## GIVEN INFORMATION
+ + + +

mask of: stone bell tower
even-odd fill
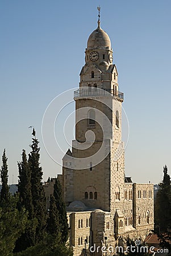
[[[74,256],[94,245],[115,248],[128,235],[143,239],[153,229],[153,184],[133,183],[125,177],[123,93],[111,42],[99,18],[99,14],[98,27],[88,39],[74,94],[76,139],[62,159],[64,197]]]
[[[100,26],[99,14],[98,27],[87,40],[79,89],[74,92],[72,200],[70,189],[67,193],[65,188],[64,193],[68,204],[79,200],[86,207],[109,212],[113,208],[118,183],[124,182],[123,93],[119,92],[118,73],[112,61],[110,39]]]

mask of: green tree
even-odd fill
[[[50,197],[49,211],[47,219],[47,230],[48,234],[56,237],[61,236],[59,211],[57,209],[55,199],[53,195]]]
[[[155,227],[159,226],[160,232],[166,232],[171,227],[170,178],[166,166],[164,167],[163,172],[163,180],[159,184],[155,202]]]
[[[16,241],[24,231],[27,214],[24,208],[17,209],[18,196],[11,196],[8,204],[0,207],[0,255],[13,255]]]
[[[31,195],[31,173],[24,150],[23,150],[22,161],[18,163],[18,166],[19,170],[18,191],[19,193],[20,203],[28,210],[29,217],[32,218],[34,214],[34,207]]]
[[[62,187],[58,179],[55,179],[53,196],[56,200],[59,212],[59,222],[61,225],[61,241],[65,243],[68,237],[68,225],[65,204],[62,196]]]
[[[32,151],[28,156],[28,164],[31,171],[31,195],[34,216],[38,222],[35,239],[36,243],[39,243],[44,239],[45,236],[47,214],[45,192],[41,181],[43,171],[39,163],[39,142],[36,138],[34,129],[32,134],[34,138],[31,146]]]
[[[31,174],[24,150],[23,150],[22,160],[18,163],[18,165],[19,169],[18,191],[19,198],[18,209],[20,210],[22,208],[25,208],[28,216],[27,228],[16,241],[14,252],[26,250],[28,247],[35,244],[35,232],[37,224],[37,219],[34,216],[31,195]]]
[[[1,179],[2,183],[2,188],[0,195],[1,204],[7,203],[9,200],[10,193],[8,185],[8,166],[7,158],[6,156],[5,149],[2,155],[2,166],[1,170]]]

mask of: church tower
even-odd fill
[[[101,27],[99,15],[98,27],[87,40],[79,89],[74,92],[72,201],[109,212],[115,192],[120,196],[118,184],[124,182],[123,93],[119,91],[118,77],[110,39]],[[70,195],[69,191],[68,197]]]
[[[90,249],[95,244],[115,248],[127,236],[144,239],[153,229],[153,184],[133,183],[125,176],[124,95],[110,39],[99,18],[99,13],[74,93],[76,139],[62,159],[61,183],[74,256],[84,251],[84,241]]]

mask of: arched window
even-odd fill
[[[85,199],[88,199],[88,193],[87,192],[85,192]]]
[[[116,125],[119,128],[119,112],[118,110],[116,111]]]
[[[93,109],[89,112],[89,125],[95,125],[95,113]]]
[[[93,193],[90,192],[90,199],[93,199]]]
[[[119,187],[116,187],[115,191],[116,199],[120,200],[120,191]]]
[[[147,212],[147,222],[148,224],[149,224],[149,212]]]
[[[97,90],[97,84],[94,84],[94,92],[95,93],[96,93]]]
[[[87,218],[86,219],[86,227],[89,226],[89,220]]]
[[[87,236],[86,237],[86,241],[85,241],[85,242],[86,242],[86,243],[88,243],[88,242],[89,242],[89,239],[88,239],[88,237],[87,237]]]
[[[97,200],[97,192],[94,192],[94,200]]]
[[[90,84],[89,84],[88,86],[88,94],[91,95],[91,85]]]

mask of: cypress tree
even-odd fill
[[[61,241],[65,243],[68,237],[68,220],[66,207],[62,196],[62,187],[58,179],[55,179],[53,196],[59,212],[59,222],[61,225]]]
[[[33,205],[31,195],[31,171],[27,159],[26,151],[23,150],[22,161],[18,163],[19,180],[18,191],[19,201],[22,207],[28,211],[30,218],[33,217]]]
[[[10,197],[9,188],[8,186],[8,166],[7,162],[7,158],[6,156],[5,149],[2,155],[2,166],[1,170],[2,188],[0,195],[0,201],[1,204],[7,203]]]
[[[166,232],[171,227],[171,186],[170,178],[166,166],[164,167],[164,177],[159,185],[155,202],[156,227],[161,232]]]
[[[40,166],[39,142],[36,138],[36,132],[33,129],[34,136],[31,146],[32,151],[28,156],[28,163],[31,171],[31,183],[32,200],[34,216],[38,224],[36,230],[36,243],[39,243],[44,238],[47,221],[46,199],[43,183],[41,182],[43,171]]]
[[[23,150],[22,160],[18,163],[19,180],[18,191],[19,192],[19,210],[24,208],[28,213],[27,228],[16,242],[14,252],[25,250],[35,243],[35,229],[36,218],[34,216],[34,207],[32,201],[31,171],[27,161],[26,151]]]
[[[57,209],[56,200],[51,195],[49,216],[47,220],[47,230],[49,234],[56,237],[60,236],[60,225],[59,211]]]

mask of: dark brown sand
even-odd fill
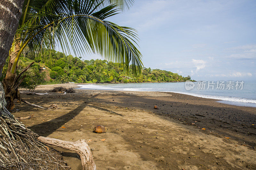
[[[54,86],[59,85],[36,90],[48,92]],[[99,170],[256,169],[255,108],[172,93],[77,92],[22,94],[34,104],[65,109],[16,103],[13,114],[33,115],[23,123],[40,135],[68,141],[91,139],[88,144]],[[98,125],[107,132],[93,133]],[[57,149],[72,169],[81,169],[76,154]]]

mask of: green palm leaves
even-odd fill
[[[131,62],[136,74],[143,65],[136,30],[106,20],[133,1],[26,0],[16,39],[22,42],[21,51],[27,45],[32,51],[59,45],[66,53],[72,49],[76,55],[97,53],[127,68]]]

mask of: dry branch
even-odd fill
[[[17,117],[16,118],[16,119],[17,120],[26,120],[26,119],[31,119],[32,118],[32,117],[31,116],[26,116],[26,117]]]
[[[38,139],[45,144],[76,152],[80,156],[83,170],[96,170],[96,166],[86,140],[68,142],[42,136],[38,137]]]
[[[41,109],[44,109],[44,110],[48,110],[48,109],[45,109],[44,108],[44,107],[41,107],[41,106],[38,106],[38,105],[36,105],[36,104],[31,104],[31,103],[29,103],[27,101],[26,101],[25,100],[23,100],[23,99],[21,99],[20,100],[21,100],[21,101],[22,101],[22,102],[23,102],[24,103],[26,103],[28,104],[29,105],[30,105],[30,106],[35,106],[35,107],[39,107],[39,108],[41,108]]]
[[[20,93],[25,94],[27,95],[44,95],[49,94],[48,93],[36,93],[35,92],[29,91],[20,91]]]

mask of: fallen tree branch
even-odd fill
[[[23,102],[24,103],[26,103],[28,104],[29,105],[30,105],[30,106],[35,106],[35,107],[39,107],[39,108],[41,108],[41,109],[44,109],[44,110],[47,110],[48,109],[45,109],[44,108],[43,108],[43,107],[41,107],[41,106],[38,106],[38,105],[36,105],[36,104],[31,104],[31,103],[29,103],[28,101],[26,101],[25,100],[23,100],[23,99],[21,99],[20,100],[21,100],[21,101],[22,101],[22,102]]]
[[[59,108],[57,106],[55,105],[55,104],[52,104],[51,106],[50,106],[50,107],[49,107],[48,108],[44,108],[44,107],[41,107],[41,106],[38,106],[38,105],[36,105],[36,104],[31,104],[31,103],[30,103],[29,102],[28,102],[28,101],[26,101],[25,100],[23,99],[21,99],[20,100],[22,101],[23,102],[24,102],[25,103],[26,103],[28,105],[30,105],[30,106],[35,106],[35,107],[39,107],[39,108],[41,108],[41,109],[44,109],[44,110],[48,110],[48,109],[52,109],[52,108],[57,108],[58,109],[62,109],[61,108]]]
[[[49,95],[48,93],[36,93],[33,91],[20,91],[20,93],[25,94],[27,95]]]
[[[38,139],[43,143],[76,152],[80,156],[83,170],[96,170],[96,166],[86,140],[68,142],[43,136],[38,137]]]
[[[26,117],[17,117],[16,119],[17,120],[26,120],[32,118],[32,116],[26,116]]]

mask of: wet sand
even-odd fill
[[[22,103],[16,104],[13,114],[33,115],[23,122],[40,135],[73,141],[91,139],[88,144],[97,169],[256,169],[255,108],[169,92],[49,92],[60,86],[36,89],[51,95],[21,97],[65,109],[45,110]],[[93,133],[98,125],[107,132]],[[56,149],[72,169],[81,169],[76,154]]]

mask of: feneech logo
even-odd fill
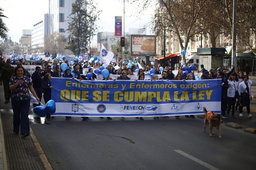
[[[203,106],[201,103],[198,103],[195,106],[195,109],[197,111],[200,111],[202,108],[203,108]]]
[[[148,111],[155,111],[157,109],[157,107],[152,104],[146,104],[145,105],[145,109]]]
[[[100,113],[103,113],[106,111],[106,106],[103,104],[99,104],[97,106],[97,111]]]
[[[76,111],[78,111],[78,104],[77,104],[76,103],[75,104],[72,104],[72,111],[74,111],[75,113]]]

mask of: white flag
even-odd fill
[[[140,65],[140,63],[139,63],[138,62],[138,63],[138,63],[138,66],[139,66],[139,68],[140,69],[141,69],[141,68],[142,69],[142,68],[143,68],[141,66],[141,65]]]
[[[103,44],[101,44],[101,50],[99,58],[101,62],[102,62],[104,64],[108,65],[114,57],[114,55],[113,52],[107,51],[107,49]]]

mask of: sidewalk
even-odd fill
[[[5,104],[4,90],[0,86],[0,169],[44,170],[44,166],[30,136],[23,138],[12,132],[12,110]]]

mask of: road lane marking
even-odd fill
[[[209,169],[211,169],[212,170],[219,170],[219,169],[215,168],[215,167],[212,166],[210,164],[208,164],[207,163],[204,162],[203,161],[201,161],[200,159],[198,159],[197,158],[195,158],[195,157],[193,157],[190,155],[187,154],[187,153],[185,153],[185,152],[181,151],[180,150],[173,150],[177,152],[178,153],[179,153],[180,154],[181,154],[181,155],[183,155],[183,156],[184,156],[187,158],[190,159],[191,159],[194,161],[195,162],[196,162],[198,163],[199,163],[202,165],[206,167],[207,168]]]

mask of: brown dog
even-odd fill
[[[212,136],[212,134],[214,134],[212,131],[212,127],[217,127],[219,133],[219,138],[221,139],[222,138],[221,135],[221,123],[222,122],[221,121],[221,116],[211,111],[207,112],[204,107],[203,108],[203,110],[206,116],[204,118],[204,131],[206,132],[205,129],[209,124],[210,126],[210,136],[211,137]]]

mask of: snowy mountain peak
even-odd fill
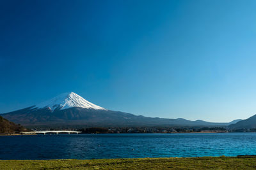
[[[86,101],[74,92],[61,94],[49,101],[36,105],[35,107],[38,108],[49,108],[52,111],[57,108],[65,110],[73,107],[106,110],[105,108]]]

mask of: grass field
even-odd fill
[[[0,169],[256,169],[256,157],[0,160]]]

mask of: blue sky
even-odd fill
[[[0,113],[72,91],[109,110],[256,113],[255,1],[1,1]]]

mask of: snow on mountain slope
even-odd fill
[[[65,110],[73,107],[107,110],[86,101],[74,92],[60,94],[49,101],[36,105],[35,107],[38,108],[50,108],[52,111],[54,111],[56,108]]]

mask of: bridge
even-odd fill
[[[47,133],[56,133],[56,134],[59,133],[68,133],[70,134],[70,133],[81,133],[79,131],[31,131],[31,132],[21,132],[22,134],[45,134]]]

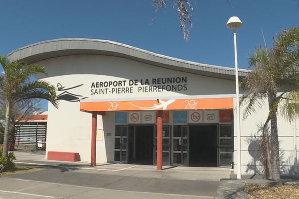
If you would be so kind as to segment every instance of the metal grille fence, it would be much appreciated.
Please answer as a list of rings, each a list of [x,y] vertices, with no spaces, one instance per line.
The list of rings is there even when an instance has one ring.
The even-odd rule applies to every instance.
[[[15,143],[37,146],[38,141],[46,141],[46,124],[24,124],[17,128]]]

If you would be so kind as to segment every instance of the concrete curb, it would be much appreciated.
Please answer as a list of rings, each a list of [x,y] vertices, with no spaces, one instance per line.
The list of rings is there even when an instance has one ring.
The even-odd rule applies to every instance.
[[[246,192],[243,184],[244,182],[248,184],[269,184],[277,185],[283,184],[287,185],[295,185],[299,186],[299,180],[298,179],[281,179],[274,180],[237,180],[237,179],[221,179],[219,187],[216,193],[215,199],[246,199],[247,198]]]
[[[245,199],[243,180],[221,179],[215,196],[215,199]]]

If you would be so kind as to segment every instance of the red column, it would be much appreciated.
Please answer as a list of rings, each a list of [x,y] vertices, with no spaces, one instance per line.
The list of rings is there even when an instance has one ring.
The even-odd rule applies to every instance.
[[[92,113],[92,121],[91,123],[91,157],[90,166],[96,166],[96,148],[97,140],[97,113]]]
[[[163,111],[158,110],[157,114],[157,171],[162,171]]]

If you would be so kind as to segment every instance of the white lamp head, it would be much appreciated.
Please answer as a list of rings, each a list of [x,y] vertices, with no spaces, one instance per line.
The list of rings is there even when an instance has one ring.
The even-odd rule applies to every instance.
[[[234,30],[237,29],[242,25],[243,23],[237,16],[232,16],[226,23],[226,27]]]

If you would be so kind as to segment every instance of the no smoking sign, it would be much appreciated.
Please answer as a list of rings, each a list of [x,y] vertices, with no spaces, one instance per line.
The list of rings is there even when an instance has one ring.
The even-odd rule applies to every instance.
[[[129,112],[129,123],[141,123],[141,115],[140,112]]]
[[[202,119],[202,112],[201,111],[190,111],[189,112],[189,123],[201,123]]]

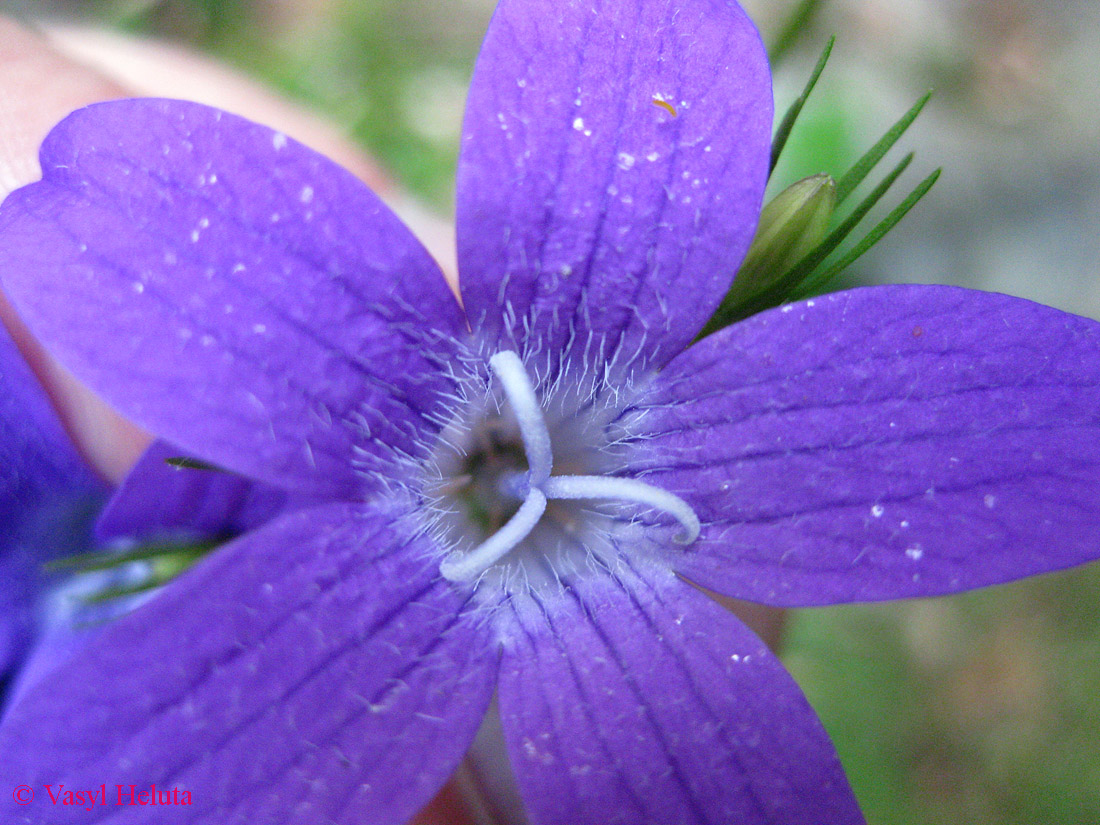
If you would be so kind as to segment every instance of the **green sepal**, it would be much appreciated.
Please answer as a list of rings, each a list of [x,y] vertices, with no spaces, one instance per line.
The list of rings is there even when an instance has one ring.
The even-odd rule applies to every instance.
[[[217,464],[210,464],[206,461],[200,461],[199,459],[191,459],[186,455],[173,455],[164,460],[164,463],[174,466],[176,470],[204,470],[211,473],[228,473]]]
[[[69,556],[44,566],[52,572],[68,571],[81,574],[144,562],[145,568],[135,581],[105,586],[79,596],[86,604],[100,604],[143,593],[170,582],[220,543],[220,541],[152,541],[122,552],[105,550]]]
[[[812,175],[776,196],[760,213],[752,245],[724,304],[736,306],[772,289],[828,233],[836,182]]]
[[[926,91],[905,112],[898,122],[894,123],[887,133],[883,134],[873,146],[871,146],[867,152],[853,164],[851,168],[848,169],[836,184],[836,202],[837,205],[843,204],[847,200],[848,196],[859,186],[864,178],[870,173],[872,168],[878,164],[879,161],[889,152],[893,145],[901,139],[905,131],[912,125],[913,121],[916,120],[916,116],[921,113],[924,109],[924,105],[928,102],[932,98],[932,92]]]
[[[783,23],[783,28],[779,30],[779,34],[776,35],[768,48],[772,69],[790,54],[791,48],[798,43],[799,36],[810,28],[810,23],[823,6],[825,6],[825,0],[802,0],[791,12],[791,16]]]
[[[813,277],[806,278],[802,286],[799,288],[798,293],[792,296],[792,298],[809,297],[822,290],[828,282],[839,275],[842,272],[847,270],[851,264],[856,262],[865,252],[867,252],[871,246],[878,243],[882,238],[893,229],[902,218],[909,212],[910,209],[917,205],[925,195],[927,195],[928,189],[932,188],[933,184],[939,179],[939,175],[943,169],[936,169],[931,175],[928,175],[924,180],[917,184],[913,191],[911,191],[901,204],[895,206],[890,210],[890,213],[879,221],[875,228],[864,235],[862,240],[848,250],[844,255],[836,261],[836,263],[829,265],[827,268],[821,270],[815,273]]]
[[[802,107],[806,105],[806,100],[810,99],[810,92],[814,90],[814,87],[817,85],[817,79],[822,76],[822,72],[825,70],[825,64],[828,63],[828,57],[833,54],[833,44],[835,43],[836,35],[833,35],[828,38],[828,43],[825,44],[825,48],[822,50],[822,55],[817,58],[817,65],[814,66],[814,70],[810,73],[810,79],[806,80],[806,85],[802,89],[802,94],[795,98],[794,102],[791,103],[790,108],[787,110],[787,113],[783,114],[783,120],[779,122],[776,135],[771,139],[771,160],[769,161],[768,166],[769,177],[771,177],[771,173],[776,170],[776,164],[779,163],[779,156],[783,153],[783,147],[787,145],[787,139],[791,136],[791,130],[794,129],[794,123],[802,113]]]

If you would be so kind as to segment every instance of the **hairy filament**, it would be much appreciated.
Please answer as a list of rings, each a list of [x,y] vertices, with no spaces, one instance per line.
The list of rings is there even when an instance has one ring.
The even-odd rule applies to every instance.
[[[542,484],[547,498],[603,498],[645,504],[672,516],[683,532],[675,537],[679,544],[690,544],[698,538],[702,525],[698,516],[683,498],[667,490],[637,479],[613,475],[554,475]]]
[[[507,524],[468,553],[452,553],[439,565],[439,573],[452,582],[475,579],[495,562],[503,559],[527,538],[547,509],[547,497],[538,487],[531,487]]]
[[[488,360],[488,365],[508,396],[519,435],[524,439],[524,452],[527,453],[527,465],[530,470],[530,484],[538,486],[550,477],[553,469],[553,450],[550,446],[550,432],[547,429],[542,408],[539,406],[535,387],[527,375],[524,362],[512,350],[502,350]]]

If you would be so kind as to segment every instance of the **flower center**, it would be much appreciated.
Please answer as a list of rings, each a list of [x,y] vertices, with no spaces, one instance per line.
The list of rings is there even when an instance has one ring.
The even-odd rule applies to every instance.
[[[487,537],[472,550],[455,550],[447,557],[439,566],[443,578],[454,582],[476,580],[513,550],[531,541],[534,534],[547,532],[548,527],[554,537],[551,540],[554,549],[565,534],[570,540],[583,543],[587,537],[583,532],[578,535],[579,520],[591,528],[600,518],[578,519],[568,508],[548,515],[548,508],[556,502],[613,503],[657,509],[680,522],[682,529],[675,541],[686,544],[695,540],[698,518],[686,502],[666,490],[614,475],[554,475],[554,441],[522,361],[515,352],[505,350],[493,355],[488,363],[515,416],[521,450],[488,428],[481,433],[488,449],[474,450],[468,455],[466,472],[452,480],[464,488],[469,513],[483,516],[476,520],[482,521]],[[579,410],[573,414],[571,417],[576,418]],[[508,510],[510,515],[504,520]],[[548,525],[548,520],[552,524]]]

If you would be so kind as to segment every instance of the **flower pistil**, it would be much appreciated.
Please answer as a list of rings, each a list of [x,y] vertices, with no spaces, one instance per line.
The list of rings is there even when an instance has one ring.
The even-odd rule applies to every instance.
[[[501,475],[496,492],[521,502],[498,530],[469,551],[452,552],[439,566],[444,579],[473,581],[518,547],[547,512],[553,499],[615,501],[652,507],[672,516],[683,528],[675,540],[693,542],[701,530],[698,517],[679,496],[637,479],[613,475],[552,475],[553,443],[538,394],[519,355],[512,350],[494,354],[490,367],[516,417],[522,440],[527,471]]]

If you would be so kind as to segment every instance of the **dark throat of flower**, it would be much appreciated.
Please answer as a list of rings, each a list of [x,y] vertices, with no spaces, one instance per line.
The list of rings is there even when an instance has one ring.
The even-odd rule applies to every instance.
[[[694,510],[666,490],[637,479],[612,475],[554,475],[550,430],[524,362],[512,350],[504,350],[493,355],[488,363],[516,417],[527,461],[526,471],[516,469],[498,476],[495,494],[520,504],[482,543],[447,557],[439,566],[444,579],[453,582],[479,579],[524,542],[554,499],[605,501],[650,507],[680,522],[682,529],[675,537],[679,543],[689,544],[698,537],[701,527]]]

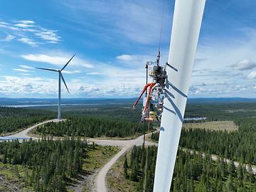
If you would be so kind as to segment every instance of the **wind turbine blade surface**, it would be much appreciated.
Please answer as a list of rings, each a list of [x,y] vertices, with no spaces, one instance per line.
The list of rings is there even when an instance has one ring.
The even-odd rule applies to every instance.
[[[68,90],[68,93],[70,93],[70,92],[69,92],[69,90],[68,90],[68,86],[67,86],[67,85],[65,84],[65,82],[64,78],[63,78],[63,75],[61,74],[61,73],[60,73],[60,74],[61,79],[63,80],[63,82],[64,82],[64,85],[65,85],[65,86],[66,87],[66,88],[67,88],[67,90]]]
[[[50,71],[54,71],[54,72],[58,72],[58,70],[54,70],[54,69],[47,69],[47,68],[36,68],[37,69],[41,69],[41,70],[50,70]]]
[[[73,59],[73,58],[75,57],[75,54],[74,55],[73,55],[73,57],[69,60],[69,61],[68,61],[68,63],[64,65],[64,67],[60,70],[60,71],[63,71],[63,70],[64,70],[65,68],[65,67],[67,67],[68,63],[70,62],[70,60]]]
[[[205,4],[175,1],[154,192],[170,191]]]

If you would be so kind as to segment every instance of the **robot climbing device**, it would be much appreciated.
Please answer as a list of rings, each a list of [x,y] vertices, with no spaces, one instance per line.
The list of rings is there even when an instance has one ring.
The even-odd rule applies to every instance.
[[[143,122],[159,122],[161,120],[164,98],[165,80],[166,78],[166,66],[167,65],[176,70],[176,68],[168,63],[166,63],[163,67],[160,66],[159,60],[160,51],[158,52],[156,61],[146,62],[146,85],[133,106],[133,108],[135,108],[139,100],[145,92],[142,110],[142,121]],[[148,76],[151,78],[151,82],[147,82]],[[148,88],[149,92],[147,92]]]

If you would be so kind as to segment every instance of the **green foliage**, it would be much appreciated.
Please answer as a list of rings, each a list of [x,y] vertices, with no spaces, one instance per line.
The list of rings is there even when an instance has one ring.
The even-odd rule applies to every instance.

+ + + +

## WHAT IS BEING ASKED
The lines to quote run from the one containing "device**, it would be much appreciated." through the final line of the material above; please give them exactly, both ends included, and nothing else.

## PROBLEM SOLUTION
If you would be so kind as to segment every instance of the **robot climbing device**, it would be much appreciated.
Please answer as a list of rings, each a list of [x,y] vertices, with no spaces, one instance per line.
The list of rings is there even when an instance has one ring.
The even-odd rule applies to every instance.
[[[143,122],[159,122],[161,120],[164,98],[165,80],[166,78],[166,66],[167,65],[176,70],[176,68],[168,63],[166,63],[163,67],[160,66],[159,60],[160,51],[158,52],[156,61],[146,62],[146,85],[133,106],[133,108],[135,108],[139,100],[145,92],[142,110],[142,121]],[[148,76],[151,78],[151,82],[147,82]],[[148,88],[149,92],[147,92]]]

If you would be so kind as to segment every instance of the **green foliage**, it would be much appreciated.
Please answer as a list of rings, each a list of [x,y] vertices, with no spaces, one instance per line.
The list of rings is there even when an instance has one ring.
The even-odd rule applies to every instance.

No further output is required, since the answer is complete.